**WHAT NEEDS TO BE DONE:** Render every line below as a Markdown table with the columns No. and Text, numbering each row. Leave out the blank lines and the pictures.

**INPUT ROWS:**
■ ■ ■ ■ ■ ■ ■

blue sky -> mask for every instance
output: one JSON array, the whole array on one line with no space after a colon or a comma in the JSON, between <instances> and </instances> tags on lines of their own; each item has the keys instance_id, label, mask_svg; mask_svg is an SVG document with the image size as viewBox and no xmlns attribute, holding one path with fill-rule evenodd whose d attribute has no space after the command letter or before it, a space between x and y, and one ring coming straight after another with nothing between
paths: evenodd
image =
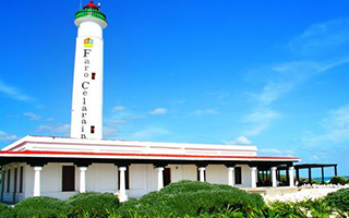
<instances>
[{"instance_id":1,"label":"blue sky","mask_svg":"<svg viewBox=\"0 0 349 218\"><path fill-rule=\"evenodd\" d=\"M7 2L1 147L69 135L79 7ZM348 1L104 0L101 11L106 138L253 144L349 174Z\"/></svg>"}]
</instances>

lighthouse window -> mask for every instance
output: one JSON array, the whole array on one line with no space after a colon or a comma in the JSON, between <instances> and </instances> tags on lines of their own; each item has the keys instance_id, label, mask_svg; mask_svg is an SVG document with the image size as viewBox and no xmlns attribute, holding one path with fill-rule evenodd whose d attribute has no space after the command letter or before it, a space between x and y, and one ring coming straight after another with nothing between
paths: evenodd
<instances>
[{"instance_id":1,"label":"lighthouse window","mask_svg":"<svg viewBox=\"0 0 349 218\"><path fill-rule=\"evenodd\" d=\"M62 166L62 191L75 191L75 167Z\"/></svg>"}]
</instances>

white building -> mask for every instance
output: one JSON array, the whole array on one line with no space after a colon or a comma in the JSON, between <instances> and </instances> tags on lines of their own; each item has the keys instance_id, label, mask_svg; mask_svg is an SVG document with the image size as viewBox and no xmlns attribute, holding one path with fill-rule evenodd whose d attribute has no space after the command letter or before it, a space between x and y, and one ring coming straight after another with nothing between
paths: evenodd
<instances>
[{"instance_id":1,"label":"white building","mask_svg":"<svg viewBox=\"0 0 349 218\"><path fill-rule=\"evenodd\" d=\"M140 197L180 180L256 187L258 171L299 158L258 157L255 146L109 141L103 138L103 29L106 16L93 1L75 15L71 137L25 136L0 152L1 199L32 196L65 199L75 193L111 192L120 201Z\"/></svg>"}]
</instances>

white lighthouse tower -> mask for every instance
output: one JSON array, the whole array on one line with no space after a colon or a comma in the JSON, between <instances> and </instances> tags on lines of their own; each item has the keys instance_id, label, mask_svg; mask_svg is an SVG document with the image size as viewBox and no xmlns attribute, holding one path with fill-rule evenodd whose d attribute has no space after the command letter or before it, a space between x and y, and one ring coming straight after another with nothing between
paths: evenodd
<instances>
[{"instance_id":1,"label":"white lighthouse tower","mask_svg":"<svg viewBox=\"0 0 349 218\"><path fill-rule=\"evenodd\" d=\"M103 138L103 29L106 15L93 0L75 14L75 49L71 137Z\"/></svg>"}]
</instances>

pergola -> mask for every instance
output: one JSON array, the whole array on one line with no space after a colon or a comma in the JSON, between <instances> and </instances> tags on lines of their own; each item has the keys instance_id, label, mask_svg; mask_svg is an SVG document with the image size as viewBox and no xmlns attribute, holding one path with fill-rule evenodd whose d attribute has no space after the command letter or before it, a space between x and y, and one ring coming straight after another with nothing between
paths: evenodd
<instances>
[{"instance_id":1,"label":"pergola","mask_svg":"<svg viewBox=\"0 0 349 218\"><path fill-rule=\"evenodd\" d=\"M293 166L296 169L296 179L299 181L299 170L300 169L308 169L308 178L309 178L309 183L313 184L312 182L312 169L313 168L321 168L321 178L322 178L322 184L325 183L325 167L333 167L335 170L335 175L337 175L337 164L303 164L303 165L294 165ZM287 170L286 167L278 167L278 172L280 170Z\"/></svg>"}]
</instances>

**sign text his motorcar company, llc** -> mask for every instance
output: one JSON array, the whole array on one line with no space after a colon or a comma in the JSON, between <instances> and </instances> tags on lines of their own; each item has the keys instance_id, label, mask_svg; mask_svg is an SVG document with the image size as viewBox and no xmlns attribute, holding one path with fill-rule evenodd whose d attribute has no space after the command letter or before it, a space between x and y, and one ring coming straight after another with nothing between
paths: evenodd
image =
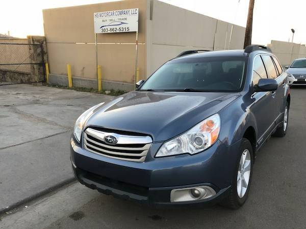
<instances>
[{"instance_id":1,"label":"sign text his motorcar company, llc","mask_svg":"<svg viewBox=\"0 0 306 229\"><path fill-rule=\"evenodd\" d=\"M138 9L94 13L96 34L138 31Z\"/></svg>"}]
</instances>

■ ■ ■ ■ ■ ■ ■

**TASK SOLUTION:**
| No. | Text |
|---|---|
| 1 | blue sky -> mask for every instance |
| 2 | output: one JSON array, the whole array on one line with no space after a colon or a comma in the JSON, between <instances> and </instances> tags on lines of their own; each item has the keys instance_id, label, mask_svg; mask_svg is an SVG document with the image size as viewBox and no xmlns attribute, holding one path with fill-rule evenodd whose d attribute has no space after the command letter or before it, a space between x and y, and one ring coming straight after another with nothing between |
| 3 | paths: evenodd |
| 4 | image = |
| 5 | <instances> |
| 6 | [{"instance_id":1,"label":"blue sky","mask_svg":"<svg viewBox=\"0 0 349 218\"><path fill-rule=\"evenodd\" d=\"M7 2L1 147L69 135L79 7ZM348 1L104 0L101 11L106 138L253 144L349 174Z\"/></svg>"}] |
| 7 | </instances> |
| 8 | lighthouse window -> mask for every instance |
| 9 | output: one JSON array, the whole array on one line with no space after a colon or a comma in the JSON, between <instances> and </instances> tags on lines of their own; each item has the keys instance_id, label, mask_svg; mask_svg is an SVG document with the image size as viewBox and no xmlns attribute, holding one path with fill-rule evenodd whose d attribute has no space after the command letter or before it, a space between x and y, and one ring coming straight after another with nothing between |
| 10 | paths: evenodd |
| 11 | <instances> |
| 12 | [{"instance_id":1,"label":"lighthouse window","mask_svg":"<svg viewBox=\"0 0 349 218\"><path fill-rule=\"evenodd\" d=\"M62 166L62 191L75 191L75 167Z\"/></svg>"}] |
| 13 | </instances> |
| 14 | white building -> mask for every instance |
| 15 | output: one JSON array, the whole array on one line with no space after a colon or a comma in the JSON, between <instances> and </instances> tags on lines of their own; each item has the keys instance_id, label, mask_svg; mask_svg is an SVG document with the image size as viewBox and no xmlns attribute, holding one path with fill-rule evenodd whose d attribute has no space after the command letter or before it, a space between x and y, and one ring coming straight after another with nothing between |
| 16 | paths: evenodd |
| 17 | <instances> |
| 18 | [{"instance_id":1,"label":"white building","mask_svg":"<svg viewBox=\"0 0 349 218\"><path fill-rule=\"evenodd\" d=\"M140 197L180 180L256 187L258 171L299 158L258 157L255 146L109 141L103 138L103 29L106 16L93 1L75 15L71 137L25 136L0 152L1 199L32 196L65 199L75 193L111 192L120 201Z\"/></svg>"}] |
| 19 | </instances> |
| 20 | white lighthouse tower -> mask for every instance |
| 21 | output: one JSON array, the whole array on one line with no space after a colon or a comma in the JSON, between <instances> and </instances> tags on lines of their own; each item has the keys instance_id, label, mask_svg; mask_svg is an SVG document with the image size as viewBox and no xmlns attribute, holding one path with fill-rule evenodd whose d attribute has no space after the command letter or before it, a space between x and y, and one ring coming straight after another with nothing between |
| 22 | paths: evenodd |
| 23 | <instances> |
| 24 | [{"instance_id":1,"label":"white lighthouse tower","mask_svg":"<svg viewBox=\"0 0 349 218\"><path fill-rule=\"evenodd\" d=\"M103 138L103 29L106 15L93 0L75 14L75 49L71 137Z\"/></svg>"}] |
| 25 | </instances> |
| 26 | pergola -> mask for every instance |
| 27 | output: one JSON array, the whole array on one line with no space after a colon or a comma in the JSON, between <instances> and </instances> tags on lines of their own; each item has the keys instance_id, label, mask_svg; mask_svg is an SVG document with the image size as viewBox and no xmlns attribute, holding one path with fill-rule evenodd whose d attribute has no space after the command letter or before it, a space between x and y, and one ring coming straight after another with nothing between |
| 28 | paths: evenodd |
| 29 | <instances> |
| 30 | [{"instance_id":1,"label":"pergola","mask_svg":"<svg viewBox=\"0 0 349 218\"><path fill-rule=\"evenodd\" d=\"M293 166L296 169L296 179L299 181L299 170L300 169L308 169L308 178L309 178L309 183L313 184L312 182L312 169L313 168L321 168L321 178L322 178L322 184L325 183L325 167L333 167L335 170L335 175L337 175L337 164L303 164L303 165L294 165ZM287 170L286 167L278 167L278 172L280 170Z\"/></svg>"}] |
| 31 | </instances> |
| 32 | **sign text his motorcar company, llc** -> mask for every instance |
| 33 | output: one JSON array, the whole array on one line with no space after a colon or a comma in the JSON, between <instances> and </instances> tags on lines of their own; each item has the keys instance_id, label, mask_svg; mask_svg is an SVG document with the image size as viewBox and no xmlns attribute, holding one path with fill-rule evenodd whose d attribute has no space after the command letter or before it, a space between x and y, and one ring coming straight after another with nothing between |
| 34 | paths: evenodd |
| 35 | image = |
| 36 | <instances> |
| 37 | [{"instance_id":1,"label":"sign text his motorcar company, llc","mask_svg":"<svg viewBox=\"0 0 306 229\"><path fill-rule=\"evenodd\" d=\"M138 9L94 13L96 34L138 31Z\"/></svg>"}] |
| 38 | </instances> |